List every line of the items below that contains the string "greenhouse", copying each line in full. Matching is case-sensitive.

** PROVIDED RECORDS **
# # # # # # #

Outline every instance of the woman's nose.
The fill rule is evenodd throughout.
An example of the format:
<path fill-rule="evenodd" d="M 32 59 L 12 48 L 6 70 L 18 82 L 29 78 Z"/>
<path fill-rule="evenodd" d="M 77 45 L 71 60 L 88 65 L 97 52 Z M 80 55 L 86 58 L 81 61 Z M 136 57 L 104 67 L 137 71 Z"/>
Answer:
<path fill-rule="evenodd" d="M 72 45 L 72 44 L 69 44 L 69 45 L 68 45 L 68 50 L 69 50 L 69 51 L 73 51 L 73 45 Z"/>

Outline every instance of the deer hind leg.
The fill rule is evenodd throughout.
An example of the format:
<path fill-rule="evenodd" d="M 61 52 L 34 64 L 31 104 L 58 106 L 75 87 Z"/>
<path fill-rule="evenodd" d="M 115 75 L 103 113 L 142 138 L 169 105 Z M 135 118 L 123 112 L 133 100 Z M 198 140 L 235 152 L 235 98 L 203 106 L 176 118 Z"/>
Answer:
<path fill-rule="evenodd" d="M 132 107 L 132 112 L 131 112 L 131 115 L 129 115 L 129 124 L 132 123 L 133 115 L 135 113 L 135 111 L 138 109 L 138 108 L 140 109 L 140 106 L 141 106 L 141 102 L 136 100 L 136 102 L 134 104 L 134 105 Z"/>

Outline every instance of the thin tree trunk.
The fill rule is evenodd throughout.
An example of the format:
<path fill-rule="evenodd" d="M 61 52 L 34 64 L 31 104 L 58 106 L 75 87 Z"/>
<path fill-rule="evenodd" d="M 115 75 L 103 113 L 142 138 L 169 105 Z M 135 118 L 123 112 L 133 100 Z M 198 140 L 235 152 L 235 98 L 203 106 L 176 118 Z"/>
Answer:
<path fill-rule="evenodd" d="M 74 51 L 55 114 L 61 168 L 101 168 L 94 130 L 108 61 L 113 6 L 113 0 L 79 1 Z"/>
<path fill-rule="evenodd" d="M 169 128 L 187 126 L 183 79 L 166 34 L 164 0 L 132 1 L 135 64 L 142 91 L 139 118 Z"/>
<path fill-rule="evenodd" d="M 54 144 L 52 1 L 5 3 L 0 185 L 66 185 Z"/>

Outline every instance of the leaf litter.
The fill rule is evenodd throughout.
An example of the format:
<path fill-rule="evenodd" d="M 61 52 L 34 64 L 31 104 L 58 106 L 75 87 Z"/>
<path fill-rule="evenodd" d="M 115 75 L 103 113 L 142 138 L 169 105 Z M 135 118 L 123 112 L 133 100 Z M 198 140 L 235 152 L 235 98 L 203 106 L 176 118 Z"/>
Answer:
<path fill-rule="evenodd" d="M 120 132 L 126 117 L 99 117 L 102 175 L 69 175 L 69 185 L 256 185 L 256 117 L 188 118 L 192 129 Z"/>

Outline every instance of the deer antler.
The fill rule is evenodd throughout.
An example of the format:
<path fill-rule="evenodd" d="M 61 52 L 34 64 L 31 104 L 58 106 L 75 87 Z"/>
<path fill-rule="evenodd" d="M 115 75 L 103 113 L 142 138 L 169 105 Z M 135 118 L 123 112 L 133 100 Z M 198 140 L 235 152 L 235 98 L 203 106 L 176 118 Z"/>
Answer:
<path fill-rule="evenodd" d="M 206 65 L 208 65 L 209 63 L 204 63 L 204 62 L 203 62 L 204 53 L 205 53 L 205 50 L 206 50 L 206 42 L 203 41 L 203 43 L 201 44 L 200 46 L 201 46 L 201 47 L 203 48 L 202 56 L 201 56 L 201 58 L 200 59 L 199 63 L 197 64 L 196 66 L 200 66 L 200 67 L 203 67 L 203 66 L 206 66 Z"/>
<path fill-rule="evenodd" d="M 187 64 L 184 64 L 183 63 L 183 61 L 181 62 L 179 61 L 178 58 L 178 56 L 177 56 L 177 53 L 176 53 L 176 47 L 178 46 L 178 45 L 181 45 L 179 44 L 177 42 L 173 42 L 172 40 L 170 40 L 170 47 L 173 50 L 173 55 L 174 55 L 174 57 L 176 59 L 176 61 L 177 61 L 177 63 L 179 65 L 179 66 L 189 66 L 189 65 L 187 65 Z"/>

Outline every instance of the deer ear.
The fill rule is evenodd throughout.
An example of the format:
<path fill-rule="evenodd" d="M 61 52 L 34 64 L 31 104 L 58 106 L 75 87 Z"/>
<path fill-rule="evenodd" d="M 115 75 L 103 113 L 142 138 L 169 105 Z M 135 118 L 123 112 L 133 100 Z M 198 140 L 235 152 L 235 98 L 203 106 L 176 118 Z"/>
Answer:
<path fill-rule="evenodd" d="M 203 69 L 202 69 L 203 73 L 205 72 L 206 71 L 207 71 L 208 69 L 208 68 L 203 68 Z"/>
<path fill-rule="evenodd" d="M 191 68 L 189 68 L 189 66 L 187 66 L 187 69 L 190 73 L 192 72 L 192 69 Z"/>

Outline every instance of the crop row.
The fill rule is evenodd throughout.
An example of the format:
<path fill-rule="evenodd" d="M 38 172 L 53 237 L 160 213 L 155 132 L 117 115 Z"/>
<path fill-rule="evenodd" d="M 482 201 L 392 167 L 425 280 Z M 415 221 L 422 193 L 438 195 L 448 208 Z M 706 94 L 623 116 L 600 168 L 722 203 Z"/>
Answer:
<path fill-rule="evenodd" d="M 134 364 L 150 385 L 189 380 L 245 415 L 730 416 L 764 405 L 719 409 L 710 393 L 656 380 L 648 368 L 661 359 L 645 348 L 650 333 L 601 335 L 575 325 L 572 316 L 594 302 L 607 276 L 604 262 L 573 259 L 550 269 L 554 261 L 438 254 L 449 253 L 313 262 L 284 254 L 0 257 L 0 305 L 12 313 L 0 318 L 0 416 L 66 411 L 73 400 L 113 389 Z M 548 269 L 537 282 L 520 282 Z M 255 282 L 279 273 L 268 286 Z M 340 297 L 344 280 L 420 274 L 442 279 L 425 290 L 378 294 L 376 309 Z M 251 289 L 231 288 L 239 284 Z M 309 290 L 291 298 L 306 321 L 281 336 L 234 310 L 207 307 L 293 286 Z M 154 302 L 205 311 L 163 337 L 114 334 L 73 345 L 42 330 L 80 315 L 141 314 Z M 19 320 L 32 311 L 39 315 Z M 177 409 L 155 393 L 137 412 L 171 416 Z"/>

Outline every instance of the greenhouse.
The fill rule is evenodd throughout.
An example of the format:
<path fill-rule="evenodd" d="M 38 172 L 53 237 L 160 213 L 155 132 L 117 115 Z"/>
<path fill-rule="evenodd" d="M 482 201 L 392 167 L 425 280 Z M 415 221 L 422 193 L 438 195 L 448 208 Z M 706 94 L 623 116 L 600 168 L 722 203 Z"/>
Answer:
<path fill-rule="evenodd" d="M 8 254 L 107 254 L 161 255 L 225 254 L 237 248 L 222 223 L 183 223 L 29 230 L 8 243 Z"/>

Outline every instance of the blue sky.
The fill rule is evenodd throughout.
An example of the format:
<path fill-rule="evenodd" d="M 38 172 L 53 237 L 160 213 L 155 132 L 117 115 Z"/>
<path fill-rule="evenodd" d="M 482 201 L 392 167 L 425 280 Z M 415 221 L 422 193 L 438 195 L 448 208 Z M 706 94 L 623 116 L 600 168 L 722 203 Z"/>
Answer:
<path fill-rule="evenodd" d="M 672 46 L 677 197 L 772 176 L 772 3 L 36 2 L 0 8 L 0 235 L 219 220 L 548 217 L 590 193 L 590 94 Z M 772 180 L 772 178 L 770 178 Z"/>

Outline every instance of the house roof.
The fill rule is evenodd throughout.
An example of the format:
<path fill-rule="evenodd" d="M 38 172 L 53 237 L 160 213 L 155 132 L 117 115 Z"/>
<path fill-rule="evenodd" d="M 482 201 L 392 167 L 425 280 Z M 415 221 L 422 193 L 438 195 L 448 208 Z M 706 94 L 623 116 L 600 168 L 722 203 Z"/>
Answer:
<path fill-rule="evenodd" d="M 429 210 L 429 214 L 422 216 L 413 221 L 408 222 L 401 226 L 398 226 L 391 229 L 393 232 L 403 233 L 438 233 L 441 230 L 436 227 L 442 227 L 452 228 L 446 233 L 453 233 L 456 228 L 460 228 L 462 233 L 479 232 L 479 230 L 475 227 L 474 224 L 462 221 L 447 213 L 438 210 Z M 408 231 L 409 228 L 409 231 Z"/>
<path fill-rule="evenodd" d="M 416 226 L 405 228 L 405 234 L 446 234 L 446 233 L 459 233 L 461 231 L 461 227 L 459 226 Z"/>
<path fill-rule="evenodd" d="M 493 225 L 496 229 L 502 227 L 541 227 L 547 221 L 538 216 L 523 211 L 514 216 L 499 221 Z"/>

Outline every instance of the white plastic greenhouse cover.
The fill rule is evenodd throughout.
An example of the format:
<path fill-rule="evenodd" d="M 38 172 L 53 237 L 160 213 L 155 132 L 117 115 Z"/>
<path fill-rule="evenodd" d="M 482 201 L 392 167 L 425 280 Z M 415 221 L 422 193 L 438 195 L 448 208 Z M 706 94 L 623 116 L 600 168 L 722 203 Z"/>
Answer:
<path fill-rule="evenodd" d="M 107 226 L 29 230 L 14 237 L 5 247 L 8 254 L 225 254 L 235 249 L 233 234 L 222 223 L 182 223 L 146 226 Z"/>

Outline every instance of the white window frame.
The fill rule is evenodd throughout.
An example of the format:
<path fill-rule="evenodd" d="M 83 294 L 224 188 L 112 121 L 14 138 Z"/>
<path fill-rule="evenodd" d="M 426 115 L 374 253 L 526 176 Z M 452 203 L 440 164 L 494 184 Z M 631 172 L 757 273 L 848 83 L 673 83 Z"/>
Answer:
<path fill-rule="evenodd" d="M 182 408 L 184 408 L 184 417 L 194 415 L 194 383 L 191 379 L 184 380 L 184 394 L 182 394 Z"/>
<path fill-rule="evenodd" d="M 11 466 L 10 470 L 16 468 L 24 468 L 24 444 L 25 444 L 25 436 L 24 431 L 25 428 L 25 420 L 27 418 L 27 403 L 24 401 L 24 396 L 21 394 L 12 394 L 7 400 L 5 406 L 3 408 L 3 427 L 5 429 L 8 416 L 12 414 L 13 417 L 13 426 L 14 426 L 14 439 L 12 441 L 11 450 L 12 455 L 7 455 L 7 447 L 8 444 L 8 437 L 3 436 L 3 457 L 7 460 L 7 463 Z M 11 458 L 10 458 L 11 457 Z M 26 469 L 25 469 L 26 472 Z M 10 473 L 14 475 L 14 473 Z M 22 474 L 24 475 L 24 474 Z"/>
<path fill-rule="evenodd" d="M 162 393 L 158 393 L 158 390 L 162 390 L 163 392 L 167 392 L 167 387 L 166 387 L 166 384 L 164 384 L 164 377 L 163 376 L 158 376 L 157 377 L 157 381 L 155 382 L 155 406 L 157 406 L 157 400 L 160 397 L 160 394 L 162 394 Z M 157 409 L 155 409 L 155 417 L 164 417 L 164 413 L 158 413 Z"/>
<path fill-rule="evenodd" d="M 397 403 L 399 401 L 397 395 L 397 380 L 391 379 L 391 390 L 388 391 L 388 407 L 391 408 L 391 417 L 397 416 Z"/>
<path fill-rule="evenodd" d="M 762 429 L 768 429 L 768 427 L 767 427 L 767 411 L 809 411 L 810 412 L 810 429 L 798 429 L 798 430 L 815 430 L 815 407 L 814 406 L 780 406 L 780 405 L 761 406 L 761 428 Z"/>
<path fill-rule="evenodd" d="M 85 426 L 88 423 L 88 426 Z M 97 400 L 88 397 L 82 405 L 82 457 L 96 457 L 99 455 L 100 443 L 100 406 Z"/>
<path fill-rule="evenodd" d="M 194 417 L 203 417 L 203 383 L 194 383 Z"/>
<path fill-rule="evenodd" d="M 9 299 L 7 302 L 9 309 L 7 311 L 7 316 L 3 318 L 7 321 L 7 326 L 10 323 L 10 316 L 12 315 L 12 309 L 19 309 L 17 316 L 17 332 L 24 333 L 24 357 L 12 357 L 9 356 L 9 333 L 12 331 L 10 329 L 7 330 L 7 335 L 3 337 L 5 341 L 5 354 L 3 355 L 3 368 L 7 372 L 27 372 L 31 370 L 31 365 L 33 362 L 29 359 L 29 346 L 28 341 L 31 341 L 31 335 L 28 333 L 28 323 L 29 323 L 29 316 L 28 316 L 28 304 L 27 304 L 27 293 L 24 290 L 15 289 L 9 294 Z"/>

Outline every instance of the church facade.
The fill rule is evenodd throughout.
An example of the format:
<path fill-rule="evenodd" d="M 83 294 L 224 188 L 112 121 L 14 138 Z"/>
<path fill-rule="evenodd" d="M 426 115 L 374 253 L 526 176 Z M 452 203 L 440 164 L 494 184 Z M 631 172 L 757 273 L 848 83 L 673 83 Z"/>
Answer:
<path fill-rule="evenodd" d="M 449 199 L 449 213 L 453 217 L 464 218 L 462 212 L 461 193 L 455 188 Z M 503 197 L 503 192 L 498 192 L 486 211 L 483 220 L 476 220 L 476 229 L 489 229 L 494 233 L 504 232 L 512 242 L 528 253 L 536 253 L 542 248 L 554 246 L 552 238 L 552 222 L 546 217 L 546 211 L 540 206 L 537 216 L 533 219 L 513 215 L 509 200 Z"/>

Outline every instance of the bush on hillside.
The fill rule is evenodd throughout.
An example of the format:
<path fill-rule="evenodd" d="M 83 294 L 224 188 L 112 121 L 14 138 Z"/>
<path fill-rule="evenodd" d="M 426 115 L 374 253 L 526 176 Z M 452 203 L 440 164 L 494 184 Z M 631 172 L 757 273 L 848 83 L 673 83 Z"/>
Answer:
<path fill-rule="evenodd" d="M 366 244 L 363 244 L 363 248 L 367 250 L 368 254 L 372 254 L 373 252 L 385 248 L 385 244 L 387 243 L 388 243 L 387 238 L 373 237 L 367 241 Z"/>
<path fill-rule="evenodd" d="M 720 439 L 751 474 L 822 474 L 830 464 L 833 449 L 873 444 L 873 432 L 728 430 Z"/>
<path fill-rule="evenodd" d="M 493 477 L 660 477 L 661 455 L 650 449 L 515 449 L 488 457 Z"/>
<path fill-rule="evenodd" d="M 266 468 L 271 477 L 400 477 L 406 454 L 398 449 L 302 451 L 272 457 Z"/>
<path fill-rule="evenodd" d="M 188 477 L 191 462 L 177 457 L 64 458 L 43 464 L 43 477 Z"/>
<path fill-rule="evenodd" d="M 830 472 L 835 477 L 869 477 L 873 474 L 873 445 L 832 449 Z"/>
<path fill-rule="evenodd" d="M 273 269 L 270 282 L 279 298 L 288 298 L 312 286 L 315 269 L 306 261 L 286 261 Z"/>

# # # # # # #

** THE RESULT **
Outline every instance of the greenhouse.
Outline every instance of the white plastic greenhouse cover.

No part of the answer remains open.